Source text.
A while back someone forwarded me an article from the Japan Times about a mother traveling in Japan with her daughter who has a disability. After reading it, I looked up the author, Suzanne Kamata, and found she lives in Japan and had written several Pushcart Price-nominated novels as well. While thoroughly enjoying her book Losing Kei, I decided to reach out to Mrs. Kamata and she graciously agreed to an interview.
Suzanne, tell us a bit about yourself! Where are you from originally?
I was born and raised in Grand Haven, Michigan. My family moved to South Carolina the summer before my last year of high school, so that’s where I go back to now.
How did you end up coming to Japan?
In college I went to France for a semester for foreign study. I knew that I wanted to travel more, and hopefully teach English around the world, so I applied to the JET Program, which is a program sponsored by the Japanese government. Participants are brought over to work as teaching assistants in Japanese schools. I was accepted and assigned to junior and senior high schools in Tokushima on the island of Shikoku.
What do you do for work?
I currently teach English as a Foreign Language at a Japanese university.
In your book Gadget Girl, the main character has a disability and is half-Japanese, what inspired you to create such a character?
My daughter, who is half-Japanese, has cerebral palsy and is deaf. When she was very young I realized that there were few fun books with main characters who had disabilities. I wanted to write books that might empower and entertain her, and books that would help others to understand that people with disabilities are more than their disabilities. They have hopes, fears, dreams, etc. like everybody else. They fall in love, they get mad, they travel.
Tell us a bit more about your family.
My husband is a Japanese high school teacher. At the moment he is teaching at a “special support school,” or a school for kids with special needs. When I first met him, he was teaching physical education. We have twins — a boy and a girl — who are now in high school. They were born 14 weeks premature. My daughter has special needs.
Raising a child with a disability has many unique challenges, did being in Japan add to that?
For sure. A lot of buildings are inaccessible. In my daughter’s former school, a school for the deaf, there was no elevator. She uses a wheelchair, so it was difficult for her to get to the third floor where many classes were held. A couple of years ago, a new school for the deaf and blind was built, but just a couple of days ago we went to a restaurant that didn’t have a ramp. My husband and I had to lift her wheelchair over the curb.
Learning Japanese Sign Language has also been difficult for me because I’ve had to learn it through a second language (Japanese) in which I am not entirely proficient.
What are a few negatives and positives of being disabled in Japan vs, say, America?

Information shown.
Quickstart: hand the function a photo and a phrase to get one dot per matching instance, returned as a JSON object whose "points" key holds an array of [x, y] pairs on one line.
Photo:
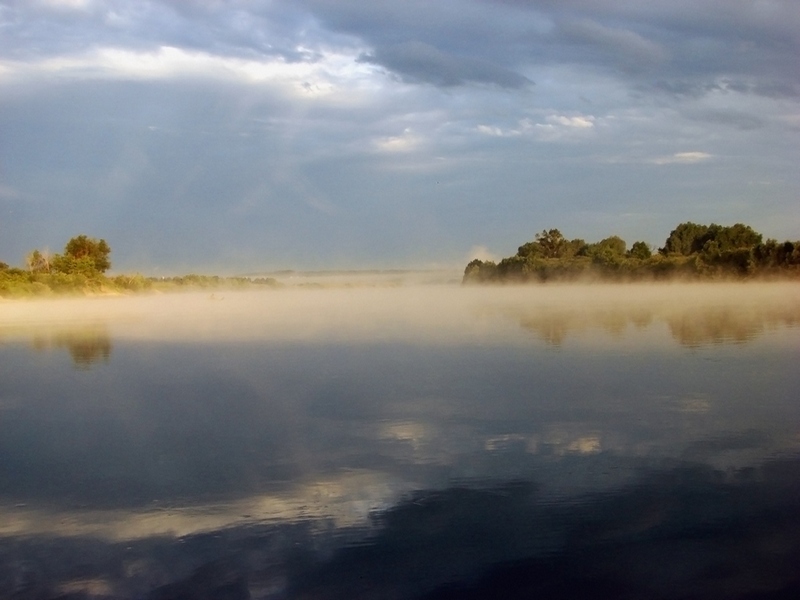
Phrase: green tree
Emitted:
{"points": [[640, 250], [685, 239], [38, 262], [83, 254]]}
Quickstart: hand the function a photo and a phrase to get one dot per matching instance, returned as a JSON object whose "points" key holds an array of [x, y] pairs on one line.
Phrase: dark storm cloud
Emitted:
{"points": [[421, 62], [409, 129]]}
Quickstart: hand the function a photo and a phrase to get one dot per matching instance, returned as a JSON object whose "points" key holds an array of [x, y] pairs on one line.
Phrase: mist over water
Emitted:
{"points": [[403, 441]]}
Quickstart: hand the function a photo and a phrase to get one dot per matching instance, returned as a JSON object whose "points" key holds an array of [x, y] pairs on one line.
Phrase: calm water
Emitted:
{"points": [[425, 442]]}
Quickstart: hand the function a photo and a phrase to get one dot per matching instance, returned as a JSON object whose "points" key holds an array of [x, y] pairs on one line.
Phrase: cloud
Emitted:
{"points": [[417, 61], [406, 142], [683, 158], [628, 48]]}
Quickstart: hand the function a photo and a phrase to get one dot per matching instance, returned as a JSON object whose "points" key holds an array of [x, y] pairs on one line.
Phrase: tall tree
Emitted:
{"points": [[90, 249]]}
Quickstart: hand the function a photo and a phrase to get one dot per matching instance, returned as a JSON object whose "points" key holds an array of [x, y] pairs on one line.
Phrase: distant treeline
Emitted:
{"points": [[691, 251], [80, 270]]}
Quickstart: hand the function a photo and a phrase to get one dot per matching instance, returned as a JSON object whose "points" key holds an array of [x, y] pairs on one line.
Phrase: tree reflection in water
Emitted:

Exercise requirements.
1) In the interview, where did the JET Program assign Suzanne Kamata to work?
2) Copy the interview's wording from "How did you" to "a Japanese university.".

Results for the exercise.
1) She was assigned to junior and senior high schools in Tokushima, on the island of Shikoku.

2)
How did you end up coming to Japan?
In college I went to France for a semester for foreign study. I knew that I wanted to travel more, and hopefully teach English around the world, so I applied to the JET Program, which is a program sponsored by the Japanese government. Participants are brought over to work as teaching assistants in Japanese schools. I was accepted and assigned to junior and senior high schools in Tokushima on the island of Shikoku.
What do you do for work?
I currently teach English as a Foreign Language at a Japanese university.